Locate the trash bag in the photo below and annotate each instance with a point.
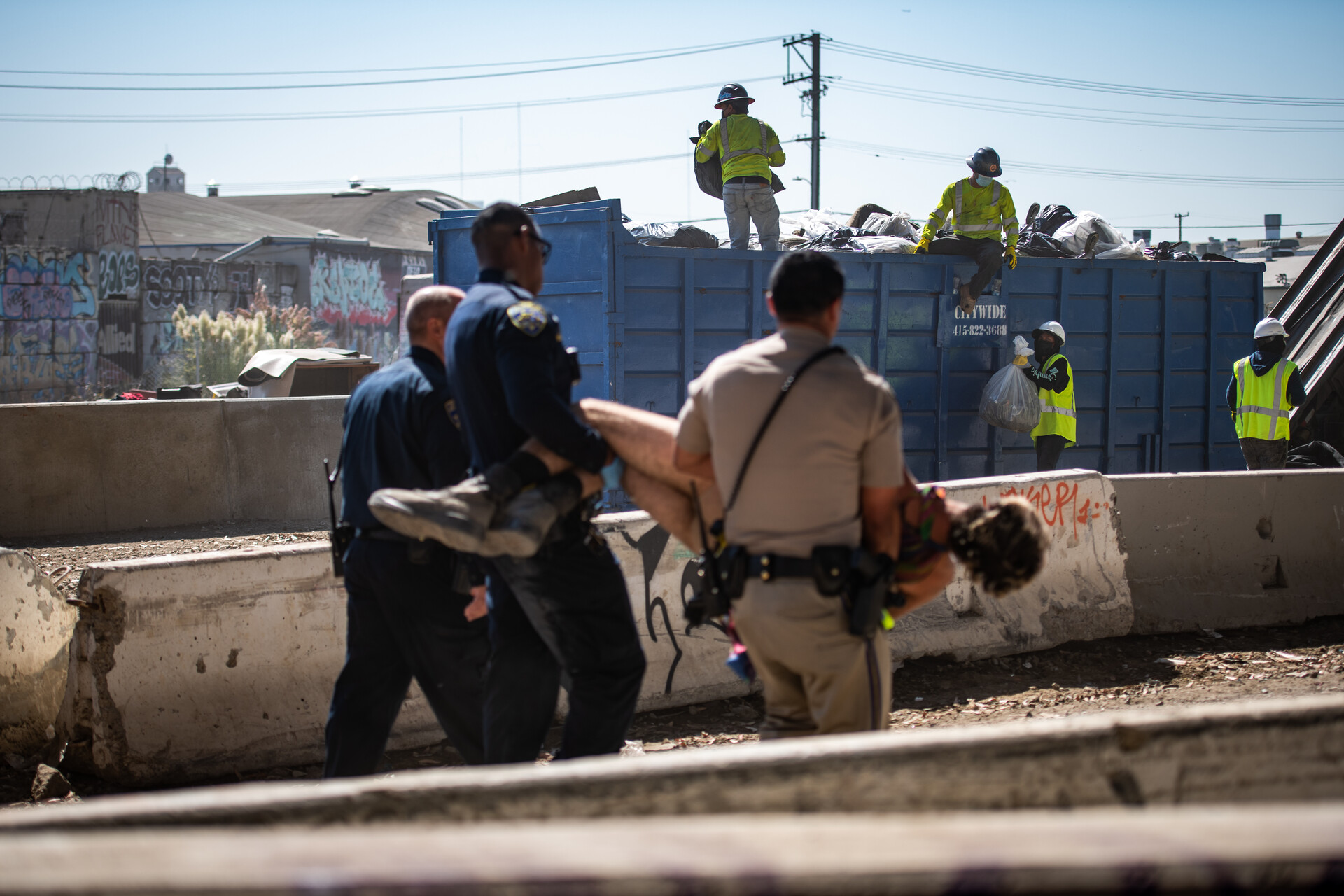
(1313, 456)
(1050, 219)
(1032, 244)
(672, 235)
(1011, 400)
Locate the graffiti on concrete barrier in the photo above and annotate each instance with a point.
(115, 220)
(1058, 504)
(48, 284)
(344, 289)
(118, 273)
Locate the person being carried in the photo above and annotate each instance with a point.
(981, 211)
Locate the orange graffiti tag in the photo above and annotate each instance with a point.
(1057, 505)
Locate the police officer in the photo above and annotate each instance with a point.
(413, 610)
(1054, 379)
(1264, 388)
(748, 148)
(983, 209)
(565, 609)
(827, 472)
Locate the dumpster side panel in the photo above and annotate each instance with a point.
(1151, 344)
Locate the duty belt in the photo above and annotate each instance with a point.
(772, 566)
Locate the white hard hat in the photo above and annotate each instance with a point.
(1051, 327)
(1269, 327)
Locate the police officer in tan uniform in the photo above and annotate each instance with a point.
(825, 472)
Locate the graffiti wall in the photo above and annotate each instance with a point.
(355, 292)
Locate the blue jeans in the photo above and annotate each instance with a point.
(568, 612)
(752, 203)
(403, 621)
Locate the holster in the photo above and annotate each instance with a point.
(869, 590)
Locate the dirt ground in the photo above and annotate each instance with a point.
(1082, 678)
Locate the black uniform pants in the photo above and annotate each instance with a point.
(403, 621)
(568, 612)
(988, 254)
(1049, 448)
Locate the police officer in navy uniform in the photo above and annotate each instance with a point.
(564, 610)
(413, 610)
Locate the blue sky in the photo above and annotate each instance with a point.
(1281, 49)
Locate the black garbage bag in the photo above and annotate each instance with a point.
(1035, 245)
(672, 235)
(1163, 251)
(1315, 456)
(708, 175)
(1050, 219)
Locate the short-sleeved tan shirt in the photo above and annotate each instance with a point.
(838, 431)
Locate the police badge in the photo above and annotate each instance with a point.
(528, 317)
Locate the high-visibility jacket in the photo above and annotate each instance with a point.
(1058, 412)
(1262, 403)
(977, 211)
(746, 147)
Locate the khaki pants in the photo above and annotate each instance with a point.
(818, 678)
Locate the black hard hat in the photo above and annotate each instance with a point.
(986, 162)
(733, 93)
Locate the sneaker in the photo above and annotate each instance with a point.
(456, 516)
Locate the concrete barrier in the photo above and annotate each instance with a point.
(128, 465)
(36, 625)
(1247, 752)
(1189, 849)
(1231, 550)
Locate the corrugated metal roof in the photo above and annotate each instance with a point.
(387, 218)
(183, 219)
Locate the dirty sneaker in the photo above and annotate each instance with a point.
(456, 516)
(524, 522)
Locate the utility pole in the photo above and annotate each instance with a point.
(1180, 226)
(813, 97)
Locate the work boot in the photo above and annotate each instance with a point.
(456, 516)
(528, 519)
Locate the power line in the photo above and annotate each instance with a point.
(1096, 174)
(403, 81)
(360, 113)
(360, 71)
(1101, 115)
(1072, 83)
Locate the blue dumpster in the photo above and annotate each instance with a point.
(1152, 343)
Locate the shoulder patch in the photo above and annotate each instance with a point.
(528, 317)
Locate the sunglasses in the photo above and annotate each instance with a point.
(545, 245)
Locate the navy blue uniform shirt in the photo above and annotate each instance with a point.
(511, 379)
(400, 434)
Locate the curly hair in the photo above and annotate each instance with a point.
(1003, 546)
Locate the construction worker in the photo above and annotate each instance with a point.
(1058, 426)
(748, 148)
(1264, 388)
(977, 204)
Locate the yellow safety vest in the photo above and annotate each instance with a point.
(1262, 402)
(1058, 412)
(977, 213)
(746, 147)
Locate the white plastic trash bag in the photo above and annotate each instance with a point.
(1011, 400)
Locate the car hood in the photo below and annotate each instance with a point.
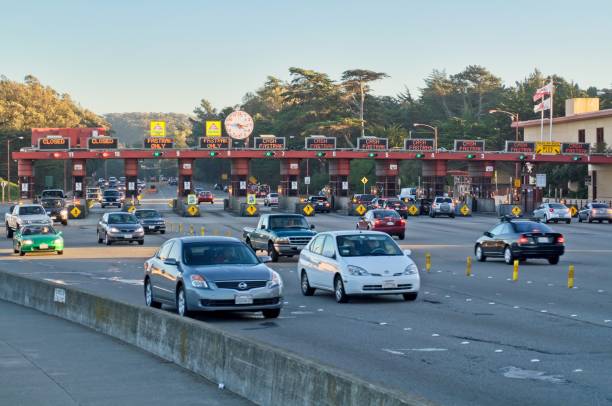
(216, 273)
(294, 233)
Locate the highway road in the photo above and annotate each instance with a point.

========================================

■ TASK DIRECTIONS:
Starting at the line that has "Locate the construction" and stopping at the end of the listing, lay out those lines as a JSON list of strings, one string per line, without blank lines or pictures.

■ WRITTEN SOLUTION:
[
  "Locate the construction worker in the photo above and annotate each instance with a point.",
  "(1058, 426)",
  "(748, 148)",
  "(1264, 388)",
  "(977, 204)",
  "Locate the yellow safety vest in the photo above and annotate each instance with a point.",
  "(1262, 402)",
  "(1058, 412)",
  "(977, 213)",
  "(746, 147)",
  "Locate the white plastic trash bag in the photo above and annotate each instance with a point.",
  "(1011, 400)",
  "Locate the car hood in the photo below and annotate each instance with a point.",
  "(216, 273)",
  "(294, 233)",
  "Locate the highway road in the photo above and annotate each instance with a point."
]